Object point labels
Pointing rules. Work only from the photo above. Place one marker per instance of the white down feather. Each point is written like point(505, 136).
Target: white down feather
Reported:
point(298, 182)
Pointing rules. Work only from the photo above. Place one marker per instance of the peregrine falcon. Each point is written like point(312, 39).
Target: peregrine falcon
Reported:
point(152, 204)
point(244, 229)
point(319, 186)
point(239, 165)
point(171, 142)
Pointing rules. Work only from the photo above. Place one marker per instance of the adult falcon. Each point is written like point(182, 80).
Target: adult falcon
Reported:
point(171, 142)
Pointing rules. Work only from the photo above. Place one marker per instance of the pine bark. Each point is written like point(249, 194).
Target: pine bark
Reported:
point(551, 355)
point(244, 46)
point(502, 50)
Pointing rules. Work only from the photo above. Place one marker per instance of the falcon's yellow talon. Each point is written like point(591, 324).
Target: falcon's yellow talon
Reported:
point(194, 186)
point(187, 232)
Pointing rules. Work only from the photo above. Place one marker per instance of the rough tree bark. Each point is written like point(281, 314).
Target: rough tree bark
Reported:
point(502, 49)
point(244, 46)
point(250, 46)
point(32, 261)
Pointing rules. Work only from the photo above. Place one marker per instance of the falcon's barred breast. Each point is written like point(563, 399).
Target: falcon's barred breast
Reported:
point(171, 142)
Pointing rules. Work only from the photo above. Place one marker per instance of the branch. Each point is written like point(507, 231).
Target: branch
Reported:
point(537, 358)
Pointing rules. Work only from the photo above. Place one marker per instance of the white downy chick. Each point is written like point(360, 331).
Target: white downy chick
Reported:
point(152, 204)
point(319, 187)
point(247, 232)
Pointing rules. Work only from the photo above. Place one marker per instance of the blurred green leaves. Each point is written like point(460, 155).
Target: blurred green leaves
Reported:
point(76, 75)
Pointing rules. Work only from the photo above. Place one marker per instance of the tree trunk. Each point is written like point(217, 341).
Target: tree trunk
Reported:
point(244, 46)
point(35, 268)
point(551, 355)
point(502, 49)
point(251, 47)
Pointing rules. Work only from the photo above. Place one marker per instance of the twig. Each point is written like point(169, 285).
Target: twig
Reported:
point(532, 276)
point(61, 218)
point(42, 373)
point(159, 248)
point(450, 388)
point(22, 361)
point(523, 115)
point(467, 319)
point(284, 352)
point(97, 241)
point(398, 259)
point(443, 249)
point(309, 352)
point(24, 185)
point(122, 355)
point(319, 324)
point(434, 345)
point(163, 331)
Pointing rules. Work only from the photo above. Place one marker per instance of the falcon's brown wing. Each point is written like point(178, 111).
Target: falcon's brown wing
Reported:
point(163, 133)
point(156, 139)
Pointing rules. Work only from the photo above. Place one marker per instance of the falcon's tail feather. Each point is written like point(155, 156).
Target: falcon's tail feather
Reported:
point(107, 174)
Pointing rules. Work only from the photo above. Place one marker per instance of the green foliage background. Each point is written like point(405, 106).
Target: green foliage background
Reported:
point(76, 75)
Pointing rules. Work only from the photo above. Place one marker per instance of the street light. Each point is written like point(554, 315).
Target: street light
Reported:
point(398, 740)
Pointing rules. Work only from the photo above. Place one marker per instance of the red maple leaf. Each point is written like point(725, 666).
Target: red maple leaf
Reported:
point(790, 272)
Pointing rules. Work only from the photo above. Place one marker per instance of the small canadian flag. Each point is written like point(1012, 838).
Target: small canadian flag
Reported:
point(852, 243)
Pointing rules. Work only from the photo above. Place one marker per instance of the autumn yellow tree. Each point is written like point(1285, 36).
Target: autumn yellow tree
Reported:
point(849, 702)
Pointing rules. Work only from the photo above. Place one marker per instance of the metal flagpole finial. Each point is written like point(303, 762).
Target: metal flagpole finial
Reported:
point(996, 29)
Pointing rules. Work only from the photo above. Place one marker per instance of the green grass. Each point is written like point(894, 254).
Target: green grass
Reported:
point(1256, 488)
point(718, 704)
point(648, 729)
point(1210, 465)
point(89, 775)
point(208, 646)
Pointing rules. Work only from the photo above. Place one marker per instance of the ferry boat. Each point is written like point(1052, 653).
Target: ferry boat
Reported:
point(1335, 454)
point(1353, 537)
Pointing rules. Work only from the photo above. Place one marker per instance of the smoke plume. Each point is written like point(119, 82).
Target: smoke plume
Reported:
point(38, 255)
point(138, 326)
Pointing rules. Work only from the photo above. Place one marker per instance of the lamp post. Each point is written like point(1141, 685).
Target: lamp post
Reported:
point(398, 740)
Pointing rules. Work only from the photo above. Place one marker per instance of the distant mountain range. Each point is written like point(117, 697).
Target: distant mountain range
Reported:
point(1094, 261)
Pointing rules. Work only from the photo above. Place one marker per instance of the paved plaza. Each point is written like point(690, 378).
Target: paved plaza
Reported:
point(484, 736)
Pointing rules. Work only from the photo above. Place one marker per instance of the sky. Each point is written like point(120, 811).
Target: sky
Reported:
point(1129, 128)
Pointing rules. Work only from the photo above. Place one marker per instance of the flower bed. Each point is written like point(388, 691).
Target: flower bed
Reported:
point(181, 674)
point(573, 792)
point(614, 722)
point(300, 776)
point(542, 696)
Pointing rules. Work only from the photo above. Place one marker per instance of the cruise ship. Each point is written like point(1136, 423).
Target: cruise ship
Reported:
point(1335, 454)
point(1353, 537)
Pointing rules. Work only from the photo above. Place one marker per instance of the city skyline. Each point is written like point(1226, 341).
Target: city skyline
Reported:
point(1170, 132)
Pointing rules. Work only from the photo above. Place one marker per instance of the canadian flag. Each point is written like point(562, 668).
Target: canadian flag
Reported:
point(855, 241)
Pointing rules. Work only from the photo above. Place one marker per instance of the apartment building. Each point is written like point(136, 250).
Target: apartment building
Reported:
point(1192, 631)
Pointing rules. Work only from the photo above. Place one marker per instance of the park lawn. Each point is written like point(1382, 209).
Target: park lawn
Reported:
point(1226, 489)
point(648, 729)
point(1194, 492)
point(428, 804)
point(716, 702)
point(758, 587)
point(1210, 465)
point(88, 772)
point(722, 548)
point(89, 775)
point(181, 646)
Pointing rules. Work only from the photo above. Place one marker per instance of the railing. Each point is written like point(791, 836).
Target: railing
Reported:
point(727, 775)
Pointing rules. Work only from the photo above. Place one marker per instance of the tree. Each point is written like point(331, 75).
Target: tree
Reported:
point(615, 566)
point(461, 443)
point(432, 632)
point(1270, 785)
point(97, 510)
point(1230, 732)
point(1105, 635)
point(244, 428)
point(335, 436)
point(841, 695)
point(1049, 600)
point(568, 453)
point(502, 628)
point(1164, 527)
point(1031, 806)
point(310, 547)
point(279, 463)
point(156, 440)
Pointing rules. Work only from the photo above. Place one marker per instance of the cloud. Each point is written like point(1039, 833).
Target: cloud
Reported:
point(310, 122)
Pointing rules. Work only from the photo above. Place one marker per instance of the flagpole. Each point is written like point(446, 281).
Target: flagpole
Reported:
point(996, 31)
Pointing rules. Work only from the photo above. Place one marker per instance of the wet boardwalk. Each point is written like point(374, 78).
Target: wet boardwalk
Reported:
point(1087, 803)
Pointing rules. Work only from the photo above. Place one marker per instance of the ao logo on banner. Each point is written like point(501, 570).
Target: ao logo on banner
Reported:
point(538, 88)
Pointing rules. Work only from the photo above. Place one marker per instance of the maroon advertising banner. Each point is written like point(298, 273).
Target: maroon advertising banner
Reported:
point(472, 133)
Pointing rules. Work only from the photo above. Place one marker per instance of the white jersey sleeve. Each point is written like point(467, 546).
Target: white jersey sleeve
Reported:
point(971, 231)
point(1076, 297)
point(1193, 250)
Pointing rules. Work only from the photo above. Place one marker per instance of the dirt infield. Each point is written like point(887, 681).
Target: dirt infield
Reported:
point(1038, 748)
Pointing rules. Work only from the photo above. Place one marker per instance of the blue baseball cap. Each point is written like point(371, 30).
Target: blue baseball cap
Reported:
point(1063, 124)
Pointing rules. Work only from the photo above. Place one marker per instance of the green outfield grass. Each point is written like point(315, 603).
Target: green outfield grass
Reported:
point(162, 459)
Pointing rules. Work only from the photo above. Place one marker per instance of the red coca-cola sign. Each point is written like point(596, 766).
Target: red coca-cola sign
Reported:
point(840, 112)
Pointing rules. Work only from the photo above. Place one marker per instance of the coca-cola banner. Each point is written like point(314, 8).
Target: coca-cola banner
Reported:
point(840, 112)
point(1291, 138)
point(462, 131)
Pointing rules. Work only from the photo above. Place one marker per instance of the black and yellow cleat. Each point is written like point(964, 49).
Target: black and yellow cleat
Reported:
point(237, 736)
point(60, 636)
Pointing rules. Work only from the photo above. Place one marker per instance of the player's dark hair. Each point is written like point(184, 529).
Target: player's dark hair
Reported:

INSTRUCTIONS TO FOLLOW
Rewrite the stretch of the listing from the line containing "like point(298, 273)." through the line containing "point(1063, 124)", keeping every line including the requests. Multiply each answer coordinate by 1.85, rounding to whole numbers with halves going up, and leave the sample points inside the requests as they are.

EXERCISE SOLUTION
Pointing rules. Work only from the photo above. Place one marker per instance of the maroon advertising banner. Each point is written like point(298, 273).
Target: maroon advertising banner
Reported:
point(873, 246)
Pointing rules. Work only from the photo above. Place one marker per instance of the white jersey sleeve. Each point is written like point(467, 546).
Target: white jersey sleeve
Reported:
point(1796, 427)
point(1991, 549)
point(2207, 463)
Pointing rules. Work only from the photo above. Place one marker per instance of the dirt infield. Each point is written like point(887, 681).
Target: dirt infield
Reported:
point(1920, 1384)
Pointing rules. Work only from the photo above. Place one marker per instance of the blue baseball cap. Each point is written like point(371, 30).
Target: blue baseball cap
Reported:
point(1967, 229)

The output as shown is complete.